### Records for processing:
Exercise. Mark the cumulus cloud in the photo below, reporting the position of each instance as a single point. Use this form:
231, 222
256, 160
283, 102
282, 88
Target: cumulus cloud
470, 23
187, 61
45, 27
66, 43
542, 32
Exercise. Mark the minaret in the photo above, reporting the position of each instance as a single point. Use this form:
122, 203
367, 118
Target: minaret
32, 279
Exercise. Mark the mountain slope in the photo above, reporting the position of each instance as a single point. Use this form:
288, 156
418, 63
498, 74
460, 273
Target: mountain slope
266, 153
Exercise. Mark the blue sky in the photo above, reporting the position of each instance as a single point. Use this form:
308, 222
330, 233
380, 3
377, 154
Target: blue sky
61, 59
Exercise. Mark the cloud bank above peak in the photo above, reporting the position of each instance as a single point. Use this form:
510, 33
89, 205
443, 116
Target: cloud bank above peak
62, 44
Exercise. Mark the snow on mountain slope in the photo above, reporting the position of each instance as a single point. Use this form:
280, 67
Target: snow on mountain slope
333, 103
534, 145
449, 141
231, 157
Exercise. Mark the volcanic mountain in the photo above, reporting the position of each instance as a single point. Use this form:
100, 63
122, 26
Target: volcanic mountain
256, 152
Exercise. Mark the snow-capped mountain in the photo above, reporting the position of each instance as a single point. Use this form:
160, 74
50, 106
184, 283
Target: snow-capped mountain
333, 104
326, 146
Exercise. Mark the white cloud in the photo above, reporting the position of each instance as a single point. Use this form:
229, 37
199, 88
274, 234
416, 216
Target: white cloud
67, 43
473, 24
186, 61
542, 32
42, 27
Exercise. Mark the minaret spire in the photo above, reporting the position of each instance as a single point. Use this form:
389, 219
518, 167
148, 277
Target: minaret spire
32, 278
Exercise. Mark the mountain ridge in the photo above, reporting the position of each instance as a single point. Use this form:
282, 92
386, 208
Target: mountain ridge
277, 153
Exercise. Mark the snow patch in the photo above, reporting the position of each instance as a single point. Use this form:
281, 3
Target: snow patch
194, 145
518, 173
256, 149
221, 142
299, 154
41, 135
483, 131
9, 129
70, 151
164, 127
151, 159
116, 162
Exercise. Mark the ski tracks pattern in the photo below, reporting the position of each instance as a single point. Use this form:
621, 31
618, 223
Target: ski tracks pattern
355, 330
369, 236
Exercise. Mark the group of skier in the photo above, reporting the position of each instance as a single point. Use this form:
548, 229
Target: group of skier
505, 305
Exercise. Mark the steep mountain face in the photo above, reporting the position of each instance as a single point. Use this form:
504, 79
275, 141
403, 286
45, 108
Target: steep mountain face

### Task item:
What is needed is an exact printout of every line from the one with "Target: snow patch" through the end of the data, including both, and nothing more.

### Result of this task:
Target: snow patch
194, 145
518, 173
256, 149
221, 142
299, 154
41, 135
483, 131
9, 129
70, 151
164, 127
151, 159
116, 162
Exercise. Mark the ski tracks pattern in the photo below, reporting the position of each instance as a single point. Use this form:
621, 31
618, 223
Target: ski tracks pattern
355, 330
369, 236
Exercise. Mark the group of skier in the photo above, reporting the position of each instance as a single point. Use this form:
548, 229
Target: group of skier
505, 305
Exercise. Mark the steep mountain face in the photo above, reporting the position of each instance as a single point. Use this form:
504, 79
275, 141
403, 286
45, 108
Target: steep mountain face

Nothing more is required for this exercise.